[EXCERPTED PASSAGE]
>>>>
The District of Columbia should be declared a “state of emergency” so that federal disaster relief can commence, urged dozens of local citizen groups who call themselves the Fair Budget Coalition. No floods, hurricanes or pestilence are involved; just a disaster of abdication by the business rulers and political governors of the nation’s capital.

Let’s start with the small syndromes. Residents drive their cars and light trucks daily over the same jarring pot holes. Weeks go by and no one calls the District government to pinpoint the complaint. No one calls the District’s bluff that they will fix potholes in three days or less. No one cares enough.

District government trash street containers are always overflowing. Budget cuts have sharply reduced the number of sanitation workers and trucks and most of the remaining trucks are in sad disrepair.

Mitchell Park residents are collecting their own money to clean up the little park in their neighborhood. The broke District government is supposed to do this job with their property taxes. The federal government payments formula to the District, for taking up so much land, is shortchanging D.C. by about $500 million a year, a blue ribbon group of accountants and lawyers reported recently. That is almost the size of this year’s deficit. Nothing happens.

A D.C. health department warning to residents in southeast Washington to boil their drinking water. Risky bacteria was found

in the ageing pipe systems.

The rich in Washington can opt out. They have their bottled water, their clubs, their private schools and their residential roads are not in that bad shape. The “other Washington, D.C.” is not so fortunate; one sixth of the population doesn’t have health insurance. Sixty percent of the city’s poor households regularly run out of money for food. The one public hospital is nearing a closedown. The Public housing agency is in receivership while other agencies — prisons, foster care — are under court orders for underperformance.

Long lines form for motor vehicle inspections and other local government services. The delays are such that private firms will stand in line for you — for a fee.
<<<<
[STORED DATA]
>>>>
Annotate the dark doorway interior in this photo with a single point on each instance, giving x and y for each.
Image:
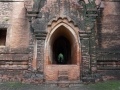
<<<<
[EXERCISE SET]
- 1) Copy the passage about the District of Columbia between "in the ageing" and "you — for a fee.", inclusive.
- 2) Using the passage about the District of Columbia, answer these:
(a) What do the local citizen groups urging a "state of emergency" call themselves?
(b) By about how much a year does the federal payments formula shortchange D.C.?
(c) What share of the population lacks health insurance?
The material has no connection to the passage about the District of Columbia.

[RESPONSES BY TASK]
- 1)
in the ageing pipe systems.

The rich in Washington can opt out. They have their bottled water, their clubs, their private schools and their residential roads are not in that bad shape. The “other Washington, D.C.” is not so fortunate; one sixth of the population doesn’t have health insurance. Sixty percent of the city’s poor households regularly run out of money for food. The one public hospital is nearing a closedown. The Public housing agency is in receivership while other agencies — prisons, foster care — are under court orders for underperformance.

Long lines form for motor vehicle inspections and other local government services. The delays are such that private firms will stand in line for you — for a fee.

- 2)
(a) The Fair Budget Coalition
(b) About $500 million
(c) One sixth